Parametric Flowers

“Mathematical beauty” usually refers to the elegance of a proof, that is, how cleanly some mathematical result is proven with a convincing argument. That certainly sounds appealing to those who are already immersed in math, but it’s not clear how such a result is “beautiful” in the general sense of the word. The goal of this post is to give an example of how math can be beautiful in a more accessible and universal way: the creation of art. We’ll create flower designs with a large degree of artistic control using parametric curves. Before starting, note that there is no right or wrong way to go about this. The approach in this post is tailored to what I find aesthetically pleasing, so it is by no means objectively the best. Since math class focuses primarily on questions with right/wrong answers, this artistic freedom may be uncharted math territory for some of you. That’s a good thing – I encourage you to experiment with different numbers and equations to see what you find.

What’s the goal here?

“Flower design” is an extremely broad term. Flowers come in all shapes, sizes, patterns, and colors. Let’s take a look at some reference images and note some characteristics we want to include in our designs.

Image: Pixabay

That is about the most simple-looking flower you can find. The petals extend directly away from the center and there is only one layer of petals.

Image: Pixabay

That purple one is pretty simple as well, but note how there are now two to three layers of petals that are offset from one another by rotation. The layers appear to be spaced roughly so that the maximum petal area is exposed to overhead sunlight.

Image: Pixabay

Here, the petals do not extend straight out from the center as in the previous two images. Some of them look like they curl about the center – this is definitely a characteristic that would be nice to capture in the parametrics.

Wrapping a wave around a circle

Enough waiting – it’s time to get to the actual math. How can we imitate the radially-extending petals of real-life flowers? One way is to “wrap” a wavy function graph around a circle so its waves oscillate orthogonally to the tangent line of the circle at any given angle. We can accomplish this with parametric functions.

####################

▶ Task description: From the parametric flowers post, copy out the part that opens with the words containing "Enough waiting –" and closes with "with parametric functions.".

▶ Recorded data:
####################

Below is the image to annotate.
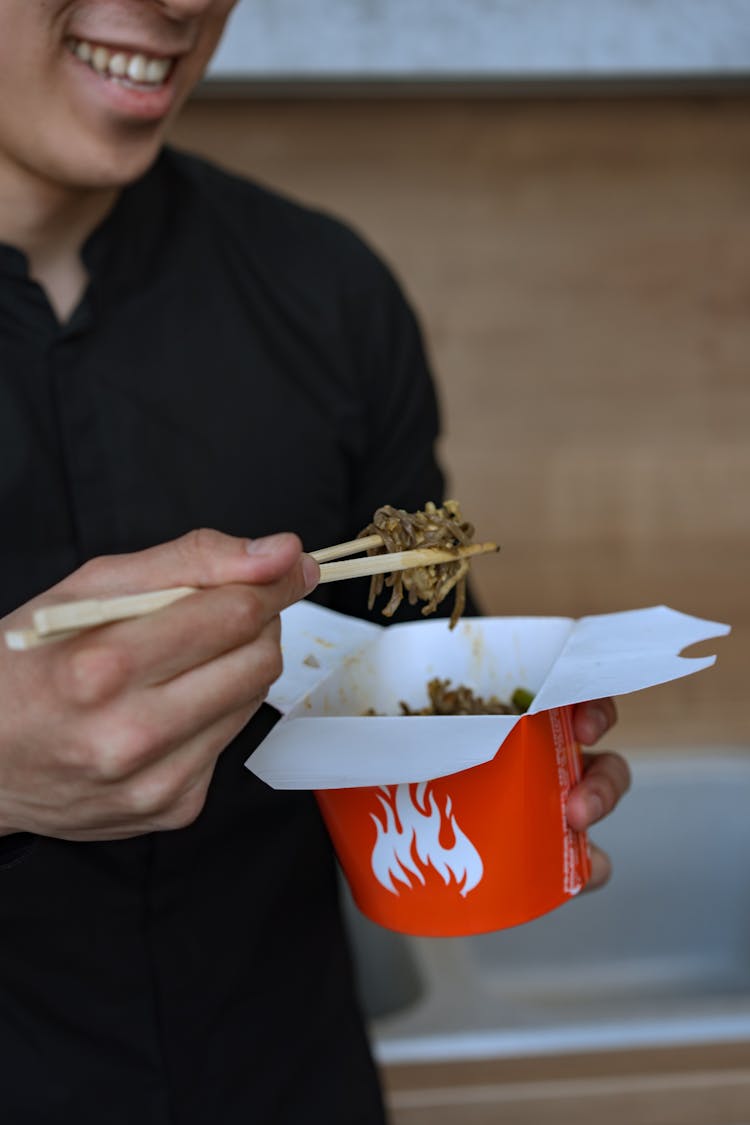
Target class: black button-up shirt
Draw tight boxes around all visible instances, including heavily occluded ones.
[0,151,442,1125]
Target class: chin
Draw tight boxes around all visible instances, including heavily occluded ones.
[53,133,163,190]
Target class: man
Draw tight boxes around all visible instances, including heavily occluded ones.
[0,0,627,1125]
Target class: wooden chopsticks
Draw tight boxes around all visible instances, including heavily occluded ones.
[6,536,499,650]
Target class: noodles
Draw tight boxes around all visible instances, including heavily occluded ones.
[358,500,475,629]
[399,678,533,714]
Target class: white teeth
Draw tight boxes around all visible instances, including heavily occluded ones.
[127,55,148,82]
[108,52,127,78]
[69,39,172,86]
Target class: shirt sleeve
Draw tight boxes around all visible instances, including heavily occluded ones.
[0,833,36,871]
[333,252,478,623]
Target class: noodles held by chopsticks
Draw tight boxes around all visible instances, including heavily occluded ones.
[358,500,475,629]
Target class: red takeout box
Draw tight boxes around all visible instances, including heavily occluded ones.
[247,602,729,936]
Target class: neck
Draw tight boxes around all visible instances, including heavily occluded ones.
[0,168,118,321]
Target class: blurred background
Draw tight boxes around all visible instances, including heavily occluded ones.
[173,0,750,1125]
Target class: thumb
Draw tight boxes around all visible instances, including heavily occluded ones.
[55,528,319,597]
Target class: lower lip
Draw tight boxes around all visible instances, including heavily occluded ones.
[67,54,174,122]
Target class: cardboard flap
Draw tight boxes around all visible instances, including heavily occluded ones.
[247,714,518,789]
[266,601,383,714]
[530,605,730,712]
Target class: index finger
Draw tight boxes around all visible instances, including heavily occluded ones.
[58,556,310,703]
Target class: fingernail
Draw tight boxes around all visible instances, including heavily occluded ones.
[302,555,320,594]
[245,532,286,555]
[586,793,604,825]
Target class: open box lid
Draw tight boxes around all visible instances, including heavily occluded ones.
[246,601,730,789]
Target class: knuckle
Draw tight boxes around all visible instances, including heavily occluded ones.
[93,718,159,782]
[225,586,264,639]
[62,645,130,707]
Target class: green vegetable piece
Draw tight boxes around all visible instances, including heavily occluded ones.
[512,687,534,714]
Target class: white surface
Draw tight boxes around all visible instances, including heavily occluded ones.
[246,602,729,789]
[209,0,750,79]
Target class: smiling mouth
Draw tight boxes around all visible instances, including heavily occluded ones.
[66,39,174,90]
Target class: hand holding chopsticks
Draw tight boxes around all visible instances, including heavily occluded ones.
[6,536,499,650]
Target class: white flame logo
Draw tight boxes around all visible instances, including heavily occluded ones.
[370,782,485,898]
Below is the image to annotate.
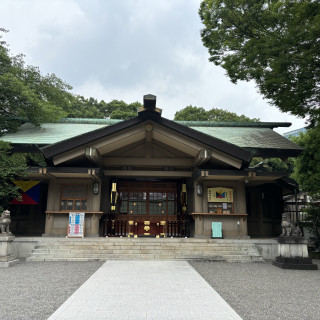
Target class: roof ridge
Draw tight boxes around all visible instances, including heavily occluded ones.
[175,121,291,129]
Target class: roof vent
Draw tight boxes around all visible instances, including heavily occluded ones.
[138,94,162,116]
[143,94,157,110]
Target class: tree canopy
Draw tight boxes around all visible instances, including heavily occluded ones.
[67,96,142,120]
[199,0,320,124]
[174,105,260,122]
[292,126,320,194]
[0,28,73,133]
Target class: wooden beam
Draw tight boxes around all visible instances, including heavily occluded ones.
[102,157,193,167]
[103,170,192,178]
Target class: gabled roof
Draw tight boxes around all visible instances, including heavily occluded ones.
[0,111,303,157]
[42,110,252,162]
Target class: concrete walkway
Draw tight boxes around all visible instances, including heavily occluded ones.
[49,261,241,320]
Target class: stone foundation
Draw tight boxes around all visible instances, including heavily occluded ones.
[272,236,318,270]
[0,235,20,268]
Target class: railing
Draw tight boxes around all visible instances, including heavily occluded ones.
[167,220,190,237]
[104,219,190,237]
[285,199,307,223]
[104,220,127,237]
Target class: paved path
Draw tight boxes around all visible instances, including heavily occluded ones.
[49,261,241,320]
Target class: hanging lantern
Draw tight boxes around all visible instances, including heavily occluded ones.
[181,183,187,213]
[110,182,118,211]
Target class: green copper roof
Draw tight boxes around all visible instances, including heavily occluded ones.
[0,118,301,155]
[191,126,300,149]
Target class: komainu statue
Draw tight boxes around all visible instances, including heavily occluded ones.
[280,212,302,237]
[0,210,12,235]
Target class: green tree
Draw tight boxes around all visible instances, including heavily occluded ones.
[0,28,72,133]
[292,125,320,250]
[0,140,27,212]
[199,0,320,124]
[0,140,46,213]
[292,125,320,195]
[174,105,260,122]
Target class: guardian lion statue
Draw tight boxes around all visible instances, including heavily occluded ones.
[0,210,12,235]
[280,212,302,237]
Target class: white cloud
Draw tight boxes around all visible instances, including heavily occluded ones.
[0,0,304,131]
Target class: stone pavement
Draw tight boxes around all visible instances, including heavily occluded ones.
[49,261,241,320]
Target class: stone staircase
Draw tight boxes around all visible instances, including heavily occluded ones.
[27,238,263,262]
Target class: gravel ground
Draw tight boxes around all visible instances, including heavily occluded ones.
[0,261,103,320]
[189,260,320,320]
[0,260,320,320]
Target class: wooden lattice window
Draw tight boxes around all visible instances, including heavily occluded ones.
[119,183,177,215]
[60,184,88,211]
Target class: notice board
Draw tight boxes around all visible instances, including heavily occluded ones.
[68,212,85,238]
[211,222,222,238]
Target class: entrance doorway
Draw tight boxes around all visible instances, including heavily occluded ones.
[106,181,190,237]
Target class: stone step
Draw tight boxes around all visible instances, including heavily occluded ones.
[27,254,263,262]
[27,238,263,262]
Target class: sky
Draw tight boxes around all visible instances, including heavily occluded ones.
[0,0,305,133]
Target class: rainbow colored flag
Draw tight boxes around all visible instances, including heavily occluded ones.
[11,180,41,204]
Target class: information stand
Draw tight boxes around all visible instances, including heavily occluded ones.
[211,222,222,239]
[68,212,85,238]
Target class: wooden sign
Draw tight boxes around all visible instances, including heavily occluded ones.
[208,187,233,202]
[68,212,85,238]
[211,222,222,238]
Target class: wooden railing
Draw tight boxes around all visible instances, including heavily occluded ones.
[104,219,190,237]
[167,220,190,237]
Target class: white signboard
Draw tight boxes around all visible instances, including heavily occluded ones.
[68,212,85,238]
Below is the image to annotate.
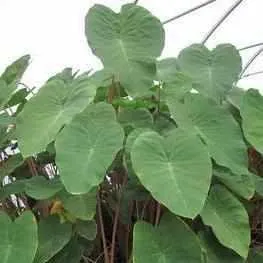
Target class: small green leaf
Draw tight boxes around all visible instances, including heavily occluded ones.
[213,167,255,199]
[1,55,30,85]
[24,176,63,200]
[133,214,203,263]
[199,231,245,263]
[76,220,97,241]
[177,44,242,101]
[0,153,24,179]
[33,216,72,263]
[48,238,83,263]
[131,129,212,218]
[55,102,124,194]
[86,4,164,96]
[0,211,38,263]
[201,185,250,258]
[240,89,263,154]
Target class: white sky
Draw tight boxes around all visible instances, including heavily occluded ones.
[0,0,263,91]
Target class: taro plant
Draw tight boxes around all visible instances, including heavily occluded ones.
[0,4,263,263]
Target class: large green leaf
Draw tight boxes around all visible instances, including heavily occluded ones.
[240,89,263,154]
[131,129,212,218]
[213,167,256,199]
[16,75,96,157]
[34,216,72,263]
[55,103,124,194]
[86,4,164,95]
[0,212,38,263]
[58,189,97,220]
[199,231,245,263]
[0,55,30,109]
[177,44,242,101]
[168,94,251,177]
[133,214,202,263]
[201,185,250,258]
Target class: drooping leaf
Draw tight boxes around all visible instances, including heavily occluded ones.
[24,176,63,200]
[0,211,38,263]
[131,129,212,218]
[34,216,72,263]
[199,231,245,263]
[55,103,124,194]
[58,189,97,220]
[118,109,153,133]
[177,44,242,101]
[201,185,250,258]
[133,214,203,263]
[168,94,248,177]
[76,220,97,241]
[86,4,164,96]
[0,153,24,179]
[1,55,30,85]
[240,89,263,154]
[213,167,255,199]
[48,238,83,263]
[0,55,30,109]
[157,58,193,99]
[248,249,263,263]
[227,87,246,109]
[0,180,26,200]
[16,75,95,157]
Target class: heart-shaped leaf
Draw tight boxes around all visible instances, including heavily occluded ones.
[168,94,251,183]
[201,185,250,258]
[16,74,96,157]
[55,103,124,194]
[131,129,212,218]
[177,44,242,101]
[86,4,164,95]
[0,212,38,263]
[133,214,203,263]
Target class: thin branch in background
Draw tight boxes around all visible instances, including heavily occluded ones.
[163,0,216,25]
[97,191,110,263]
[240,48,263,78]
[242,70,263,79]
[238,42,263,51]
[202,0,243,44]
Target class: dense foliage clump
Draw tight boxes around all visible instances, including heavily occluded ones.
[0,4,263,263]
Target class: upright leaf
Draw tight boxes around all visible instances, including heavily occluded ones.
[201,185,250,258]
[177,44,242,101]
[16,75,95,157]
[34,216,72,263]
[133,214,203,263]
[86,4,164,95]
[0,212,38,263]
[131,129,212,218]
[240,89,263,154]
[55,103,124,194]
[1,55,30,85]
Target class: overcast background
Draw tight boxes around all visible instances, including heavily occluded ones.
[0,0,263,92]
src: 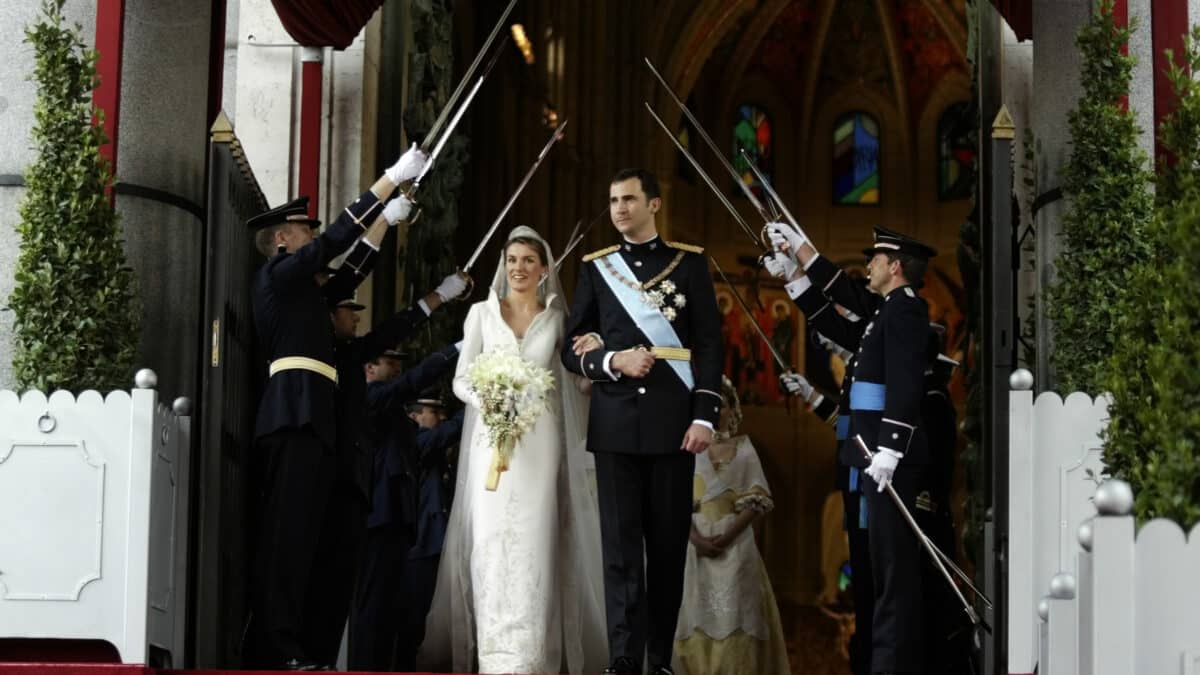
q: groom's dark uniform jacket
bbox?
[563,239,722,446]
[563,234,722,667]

####################

▶ Finished exercise:
Enough waiting – it’s time to get to the actual math. How can we imitate the radially-extending petals of real-life flowers? One way is to “wrap” a wavy function graph around a circle so its waves oscillate orthogonally to the tangent line of the circle at any given angle. We can accomplish this with parametric functions.